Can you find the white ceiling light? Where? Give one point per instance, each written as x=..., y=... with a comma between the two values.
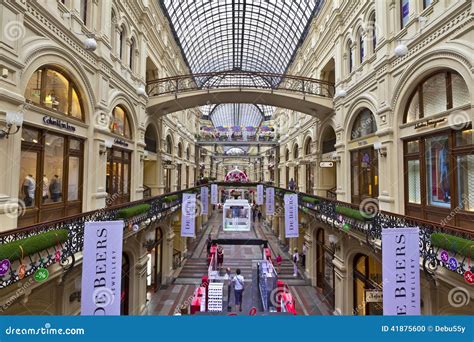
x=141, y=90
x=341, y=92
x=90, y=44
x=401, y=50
══════
# Work instructions:
Reproduce the entire listing exactly, but omit any pictures.

# Exercise answer:
Can you find the white ceiling light? Where? Give one point per instance, each written as x=..., y=... with a comma between the two values.
x=141, y=90
x=341, y=92
x=90, y=44
x=401, y=50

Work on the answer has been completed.